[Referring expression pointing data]

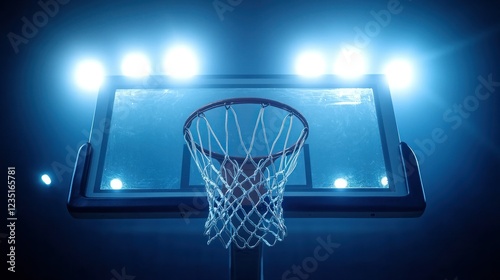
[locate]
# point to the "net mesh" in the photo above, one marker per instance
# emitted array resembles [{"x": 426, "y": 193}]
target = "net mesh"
[{"x": 245, "y": 193}]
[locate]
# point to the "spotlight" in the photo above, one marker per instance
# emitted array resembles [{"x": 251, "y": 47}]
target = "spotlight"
[
  {"x": 384, "y": 181},
  {"x": 136, "y": 65},
  {"x": 181, "y": 62},
  {"x": 310, "y": 64},
  {"x": 399, "y": 73},
  {"x": 340, "y": 183},
  {"x": 46, "y": 179},
  {"x": 116, "y": 184},
  {"x": 89, "y": 75}
]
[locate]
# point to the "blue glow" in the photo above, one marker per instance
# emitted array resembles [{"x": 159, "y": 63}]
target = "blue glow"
[
  {"x": 350, "y": 63},
  {"x": 136, "y": 65},
  {"x": 89, "y": 75},
  {"x": 310, "y": 64},
  {"x": 340, "y": 183},
  {"x": 46, "y": 179},
  {"x": 399, "y": 73},
  {"x": 116, "y": 184},
  {"x": 384, "y": 181},
  {"x": 181, "y": 62}
]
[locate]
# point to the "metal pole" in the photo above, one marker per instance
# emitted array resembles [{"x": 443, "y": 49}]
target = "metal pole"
[{"x": 246, "y": 264}]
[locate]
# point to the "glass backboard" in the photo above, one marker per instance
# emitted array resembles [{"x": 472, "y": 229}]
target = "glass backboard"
[{"x": 352, "y": 163}]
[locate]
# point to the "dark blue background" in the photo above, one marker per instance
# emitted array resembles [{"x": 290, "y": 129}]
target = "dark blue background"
[{"x": 44, "y": 117}]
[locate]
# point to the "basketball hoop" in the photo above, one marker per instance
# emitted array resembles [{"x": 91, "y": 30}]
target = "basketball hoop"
[{"x": 245, "y": 172}]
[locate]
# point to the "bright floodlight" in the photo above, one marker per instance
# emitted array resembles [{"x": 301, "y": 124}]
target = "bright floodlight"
[
  {"x": 181, "y": 62},
  {"x": 340, "y": 183},
  {"x": 89, "y": 75},
  {"x": 46, "y": 179},
  {"x": 310, "y": 64},
  {"x": 116, "y": 184},
  {"x": 399, "y": 73},
  {"x": 350, "y": 63},
  {"x": 136, "y": 65}
]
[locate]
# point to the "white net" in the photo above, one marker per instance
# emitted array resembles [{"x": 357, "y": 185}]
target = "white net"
[{"x": 245, "y": 193}]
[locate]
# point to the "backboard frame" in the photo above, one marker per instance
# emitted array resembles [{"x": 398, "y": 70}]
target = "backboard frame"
[{"x": 405, "y": 197}]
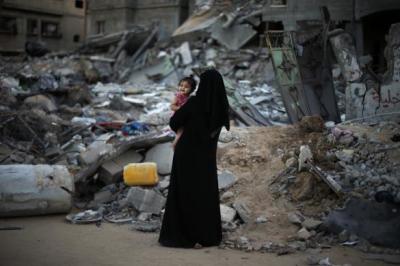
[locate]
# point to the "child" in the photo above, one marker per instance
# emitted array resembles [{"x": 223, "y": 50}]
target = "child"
[{"x": 185, "y": 87}]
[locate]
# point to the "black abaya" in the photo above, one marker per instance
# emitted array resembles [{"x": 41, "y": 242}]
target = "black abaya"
[{"x": 192, "y": 213}]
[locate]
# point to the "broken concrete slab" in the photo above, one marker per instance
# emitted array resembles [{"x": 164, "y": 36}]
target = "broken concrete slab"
[
  {"x": 303, "y": 234},
  {"x": 42, "y": 101},
  {"x": 295, "y": 218},
  {"x": 305, "y": 157},
  {"x": 97, "y": 149},
  {"x": 233, "y": 37},
  {"x": 243, "y": 211},
  {"x": 228, "y": 214},
  {"x": 346, "y": 54},
  {"x": 226, "y": 180},
  {"x": 311, "y": 224},
  {"x": 376, "y": 222},
  {"x": 35, "y": 190},
  {"x": 111, "y": 171},
  {"x": 162, "y": 155},
  {"x": 145, "y": 200},
  {"x": 146, "y": 226},
  {"x": 196, "y": 25}
]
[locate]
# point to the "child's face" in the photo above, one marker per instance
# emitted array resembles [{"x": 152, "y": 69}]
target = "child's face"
[{"x": 184, "y": 88}]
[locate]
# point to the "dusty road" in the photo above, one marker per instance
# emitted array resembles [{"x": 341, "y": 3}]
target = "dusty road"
[{"x": 48, "y": 240}]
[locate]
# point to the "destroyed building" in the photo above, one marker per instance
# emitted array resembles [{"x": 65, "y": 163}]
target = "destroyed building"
[
  {"x": 315, "y": 111},
  {"x": 104, "y": 17},
  {"x": 58, "y": 24}
]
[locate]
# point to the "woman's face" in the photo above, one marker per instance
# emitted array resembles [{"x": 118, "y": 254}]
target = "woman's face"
[{"x": 184, "y": 88}]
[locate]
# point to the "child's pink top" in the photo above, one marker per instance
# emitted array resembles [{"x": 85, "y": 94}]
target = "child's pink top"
[{"x": 181, "y": 99}]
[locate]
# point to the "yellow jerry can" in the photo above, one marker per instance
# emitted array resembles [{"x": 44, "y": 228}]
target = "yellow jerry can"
[{"x": 140, "y": 174}]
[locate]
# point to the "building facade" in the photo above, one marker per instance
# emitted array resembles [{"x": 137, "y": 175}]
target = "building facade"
[
  {"x": 57, "y": 23},
  {"x": 104, "y": 17}
]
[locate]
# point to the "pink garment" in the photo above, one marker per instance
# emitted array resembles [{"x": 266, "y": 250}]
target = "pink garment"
[{"x": 181, "y": 99}]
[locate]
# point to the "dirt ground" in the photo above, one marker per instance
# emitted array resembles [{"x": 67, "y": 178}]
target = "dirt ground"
[
  {"x": 255, "y": 155},
  {"x": 49, "y": 240}
]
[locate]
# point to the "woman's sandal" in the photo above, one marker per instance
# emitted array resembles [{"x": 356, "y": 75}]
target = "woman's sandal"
[{"x": 197, "y": 246}]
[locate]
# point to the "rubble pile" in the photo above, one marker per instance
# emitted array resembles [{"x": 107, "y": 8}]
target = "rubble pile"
[{"x": 107, "y": 105}]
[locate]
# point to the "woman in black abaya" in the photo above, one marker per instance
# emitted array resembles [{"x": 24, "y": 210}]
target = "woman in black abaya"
[{"x": 192, "y": 215}]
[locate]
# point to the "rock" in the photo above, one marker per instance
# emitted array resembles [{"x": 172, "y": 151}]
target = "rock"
[
  {"x": 227, "y": 195},
  {"x": 345, "y": 155},
  {"x": 146, "y": 226},
  {"x": 329, "y": 124},
  {"x": 164, "y": 184},
  {"x": 304, "y": 156},
  {"x": 295, "y": 218},
  {"x": 243, "y": 211},
  {"x": 311, "y": 224},
  {"x": 291, "y": 162},
  {"x": 144, "y": 216},
  {"x": 261, "y": 219},
  {"x": 239, "y": 74},
  {"x": 9, "y": 83},
  {"x": 303, "y": 234},
  {"x": 111, "y": 171},
  {"x": 162, "y": 155},
  {"x": 324, "y": 262},
  {"x": 211, "y": 54},
  {"x": 344, "y": 236},
  {"x": 117, "y": 103},
  {"x": 312, "y": 124},
  {"x": 145, "y": 200},
  {"x": 103, "y": 196},
  {"x": 228, "y": 214},
  {"x": 42, "y": 101},
  {"x": 97, "y": 149},
  {"x": 226, "y": 180}
]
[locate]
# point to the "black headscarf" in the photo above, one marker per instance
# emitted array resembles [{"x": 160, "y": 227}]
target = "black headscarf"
[{"x": 211, "y": 96}]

### [Work instruction]
Could you write out every record exactly, leaving the pictures out?

### [Task answer]
[locate]
# point to the "net mesh" in the photo above, one marker per instance
# emitted array resembles [{"x": 426, "y": 193}]
target = "net mesh"
[{"x": 245, "y": 193}]
[locate]
# point to the "spotlight" in the photo above, one marker per instance
# emitted array resembles [{"x": 251, "y": 47}]
target = "spotlight"
[
  {"x": 384, "y": 181},
  {"x": 136, "y": 65},
  {"x": 181, "y": 62},
  {"x": 310, "y": 64},
  {"x": 399, "y": 73},
  {"x": 340, "y": 183},
  {"x": 46, "y": 179},
  {"x": 116, "y": 184},
  {"x": 89, "y": 75}
]
[locate]
# point to the "blue glow" in the photo above, one marker per instance
# emitted array resembles [{"x": 159, "y": 63}]
target = "blue glow"
[
  {"x": 350, "y": 63},
  {"x": 136, "y": 65},
  {"x": 89, "y": 75},
  {"x": 310, "y": 64},
  {"x": 340, "y": 183},
  {"x": 46, "y": 179},
  {"x": 399, "y": 73},
  {"x": 116, "y": 184},
  {"x": 384, "y": 181},
  {"x": 181, "y": 62}
]
[locate]
# point to the "metal pole" in the photo above, one marker per instance
# emitted array resembles [{"x": 443, "y": 49}]
target = "metal pole"
[{"x": 246, "y": 264}]
[locate]
# point to the "glass backboard" in the photo above, one marker per instance
# emitted array resembles [{"x": 472, "y": 229}]
target = "glass backboard"
[{"x": 352, "y": 163}]
[locate]
# point to the "dark blue background" in the photo above, one marker per instance
# emitted array resembles [{"x": 290, "y": 129}]
target = "dark blue background"
[{"x": 44, "y": 117}]
[locate]
# point to the "basketball hoop" in the photo above, one marker per instance
# emitted array resembles [{"x": 91, "y": 30}]
target = "basketball hoop"
[{"x": 245, "y": 172}]
[locate]
# point to the "bright floodlight" in the photo above, one marker per instance
# emitted array resembles [{"x": 301, "y": 124}]
target = "bright floodlight"
[
  {"x": 181, "y": 62},
  {"x": 340, "y": 183},
  {"x": 89, "y": 75},
  {"x": 46, "y": 179},
  {"x": 310, "y": 64},
  {"x": 116, "y": 184},
  {"x": 399, "y": 73},
  {"x": 350, "y": 63},
  {"x": 136, "y": 65}
]
[locate]
# point to the "white net" in the photo above, one marker per instance
# emitted array resembles [{"x": 357, "y": 185}]
target = "white net"
[{"x": 245, "y": 193}]
[locate]
# point to the "backboard frame" in the photo above, one marker per instance
# emitted array resembles [{"x": 398, "y": 70}]
target = "backboard frame"
[{"x": 405, "y": 197}]
[locate]
# point to the "child" in the photo above, one marker per instance
# emitted array resembles [{"x": 223, "y": 50}]
target = "child"
[{"x": 185, "y": 87}]
[locate]
# point to the "black abaya" in the photo above, one marker per instance
# emitted array resembles [{"x": 41, "y": 242}]
target = "black abaya"
[{"x": 192, "y": 213}]
[locate]
# point to the "broken concrete slab" in the photo above, one marker per instance
# emitted array resembles [{"x": 164, "y": 36}]
target = "broken concrete slab"
[
  {"x": 303, "y": 234},
  {"x": 42, "y": 101},
  {"x": 295, "y": 218},
  {"x": 305, "y": 157},
  {"x": 97, "y": 149},
  {"x": 233, "y": 37},
  {"x": 243, "y": 211},
  {"x": 228, "y": 214},
  {"x": 346, "y": 54},
  {"x": 226, "y": 180},
  {"x": 311, "y": 224},
  {"x": 376, "y": 222},
  {"x": 35, "y": 190},
  {"x": 111, "y": 171},
  {"x": 162, "y": 155},
  {"x": 145, "y": 200},
  {"x": 146, "y": 226},
  {"x": 196, "y": 25}
]
[locate]
# point to the "child's face" in the photo above, one marker per instance
# emitted array resembles [{"x": 152, "y": 69}]
target = "child's face"
[{"x": 184, "y": 88}]
[locate]
# point to the "dusty road" in the photo above, one marker per instance
# emitted array resembles [{"x": 341, "y": 3}]
target = "dusty road"
[{"x": 48, "y": 240}]
[locate]
# point to the "destroyed building" in the photo above, one marker per instance
# emitted array resembles [{"x": 65, "y": 163}]
target = "destroyed building"
[
  {"x": 315, "y": 111},
  {"x": 104, "y": 17},
  {"x": 58, "y": 24}
]
[locate]
# point to the "woman's face" in the photo above, one marker per instance
# emitted array resembles [{"x": 118, "y": 254}]
target = "woman's face"
[{"x": 184, "y": 88}]
[locate]
# point to the "child's pink top" in the photo above, one marker per instance
# emitted array resembles [{"x": 85, "y": 94}]
target = "child's pink top"
[{"x": 181, "y": 99}]
[locate]
# point to the "yellow jerry can" in the photo above, one marker per instance
# emitted array resembles [{"x": 44, "y": 228}]
target = "yellow jerry can"
[{"x": 140, "y": 174}]
[locate]
# point to the "building facade" in the photo above, one marker per instance
# emitted array resembles [{"x": 137, "y": 175}]
target = "building facade"
[
  {"x": 57, "y": 23},
  {"x": 104, "y": 17}
]
[locate]
# point to the "pink garment" in the photo above, one marker per instance
# emitted array resembles [{"x": 266, "y": 250}]
target = "pink garment"
[{"x": 181, "y": 99}]
[locate]
# point to the "dirt ground" in the photo above, one marker per instance
# emitted array resembles [{"x": 67, "y": 178}]
target = "dirt ground"
[
  {"x": 255, "y": 155},
  {"x": 49, "y": 240}
]
[locate]
# point to the "woman's sandal" in the photo above, one marker per instance
# emitted array resembles [{"x": 356, "y": 75}]
target = "woman's sandal"
[{"x": 197, "y": 246}]
[locate]
# point to the "rubble pile" in the photo above, one marker per instance
# emitted array resembles [{"x": 107, "y": 8}]
target = "rubble pile"
[{"x": 107, "y": 105}]
[locate]
# point to the "woman in black abaya" in the photo above, one marker per instance
# emitted array resembles [{"x": 24, "y": 210}]
target = "woman in black abaya"
[{"x": 192, "y": 215}]
[locate]
# point to the "rock" in the photo above, one marker per instance
# emitted array resembles [{"x": 172, "y": 151}]
target = "rock"
[
  {"x": 227, "y": 195},
  {"x": 345, "y": 155},
  {"x": 146, "y": 226},
  {"x": 329, "y": 124},
  {"x": 164, "y": 184},
  {"x": 304, "y": 156},
  {"x": 295, "y": 218},
  {"x": 243, "y": 211},
  {"x": 311, "y": 224},
  {"x": 291, "y": 162},
  {"x": 144, "y": 216},
  {"x": 261, "y": 219},
  {"x": 239, "y": 74},
  {"x": 9, "y": 83},
  {"x": 303, "y": 234},
  {"x": 111, "y": 171},
  {"x": 162, "y": 155},
  {"x": 324, "y": 262},
  {"x": 211, "y": 54},
  {"x": 344, "y": 236},
  {"x": 117, "y": 103},
  {"x": 312, "y": 124},
  {"x": 145, "y": 200},
  {"x": 103, "y": 196},
  {"x": 228, "y": 214},
  {"x": 42, "y": 101},
  {"x": 97, "y": 149},
  {"x": 226, "y": 180}
]
[locate]
# point to the "black headscarf" in the photo above, one marker per instance
# emitted array resembles [{"x": 160, "y": 227}]
target = "black headscarf"
[{"x": 211, "y": 96}]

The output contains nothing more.